Stored items:
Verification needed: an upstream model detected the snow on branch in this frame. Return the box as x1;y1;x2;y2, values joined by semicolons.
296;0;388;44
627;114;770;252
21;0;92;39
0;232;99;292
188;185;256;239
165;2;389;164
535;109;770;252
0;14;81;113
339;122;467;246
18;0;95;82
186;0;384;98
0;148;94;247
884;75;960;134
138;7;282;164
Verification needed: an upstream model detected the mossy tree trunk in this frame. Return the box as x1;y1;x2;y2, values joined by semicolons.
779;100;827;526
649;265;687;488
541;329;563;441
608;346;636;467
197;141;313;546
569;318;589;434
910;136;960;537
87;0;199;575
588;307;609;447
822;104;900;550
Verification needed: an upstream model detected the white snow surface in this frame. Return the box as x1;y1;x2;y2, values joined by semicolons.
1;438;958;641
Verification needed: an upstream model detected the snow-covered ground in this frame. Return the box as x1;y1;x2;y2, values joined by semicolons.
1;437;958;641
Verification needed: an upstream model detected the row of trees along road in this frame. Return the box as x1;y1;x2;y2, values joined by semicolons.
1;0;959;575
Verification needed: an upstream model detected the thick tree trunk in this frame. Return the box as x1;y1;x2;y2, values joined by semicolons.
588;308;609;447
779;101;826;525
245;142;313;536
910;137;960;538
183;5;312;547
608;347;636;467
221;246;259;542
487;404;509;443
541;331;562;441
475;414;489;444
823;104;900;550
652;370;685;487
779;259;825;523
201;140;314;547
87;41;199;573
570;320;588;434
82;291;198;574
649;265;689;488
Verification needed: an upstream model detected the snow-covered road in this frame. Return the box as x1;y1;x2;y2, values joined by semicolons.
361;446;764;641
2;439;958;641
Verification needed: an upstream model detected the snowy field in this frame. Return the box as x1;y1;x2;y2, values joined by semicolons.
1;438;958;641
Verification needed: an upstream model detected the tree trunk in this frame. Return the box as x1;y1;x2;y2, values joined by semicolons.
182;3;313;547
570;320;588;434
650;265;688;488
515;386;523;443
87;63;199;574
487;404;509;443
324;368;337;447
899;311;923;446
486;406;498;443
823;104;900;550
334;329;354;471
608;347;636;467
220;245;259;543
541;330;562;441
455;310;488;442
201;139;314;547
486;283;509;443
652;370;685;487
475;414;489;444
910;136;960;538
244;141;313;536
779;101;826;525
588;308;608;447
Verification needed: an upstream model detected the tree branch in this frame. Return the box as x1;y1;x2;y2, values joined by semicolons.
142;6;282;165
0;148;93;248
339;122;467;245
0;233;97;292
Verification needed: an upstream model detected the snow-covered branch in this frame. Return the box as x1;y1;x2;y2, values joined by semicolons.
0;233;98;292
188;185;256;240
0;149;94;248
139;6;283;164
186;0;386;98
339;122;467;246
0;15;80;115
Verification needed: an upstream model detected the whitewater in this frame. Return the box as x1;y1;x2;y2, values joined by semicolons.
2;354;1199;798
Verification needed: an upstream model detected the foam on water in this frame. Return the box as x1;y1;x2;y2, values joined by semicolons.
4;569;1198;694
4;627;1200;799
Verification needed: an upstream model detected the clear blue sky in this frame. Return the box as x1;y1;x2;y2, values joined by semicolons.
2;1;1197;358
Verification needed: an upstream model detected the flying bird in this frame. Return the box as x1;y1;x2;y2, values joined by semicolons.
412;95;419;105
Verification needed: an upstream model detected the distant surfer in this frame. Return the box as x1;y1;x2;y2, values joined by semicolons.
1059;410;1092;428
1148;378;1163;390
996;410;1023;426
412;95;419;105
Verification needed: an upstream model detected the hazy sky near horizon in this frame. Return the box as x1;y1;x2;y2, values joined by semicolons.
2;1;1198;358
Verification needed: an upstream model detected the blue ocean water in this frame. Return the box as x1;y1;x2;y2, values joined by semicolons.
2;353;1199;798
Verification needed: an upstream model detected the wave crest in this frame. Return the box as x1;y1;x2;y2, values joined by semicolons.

What needs to be done:
Only those lines running from the one containing "Verification needed: an upstream model detected the blue" through the last line of the data above are to be copied, exactly, with both ends included.

Solution:
Verification needed: an upstream model detected the blue ocean water in this frame. Return the box as x1;y1;x2;y2, values joined by semicolons.
2;353;1199;798
Verification needed: an upstream model detected the wave crest in this frame. Return the box as x1;y1;x2;y2, values joined by semicolons.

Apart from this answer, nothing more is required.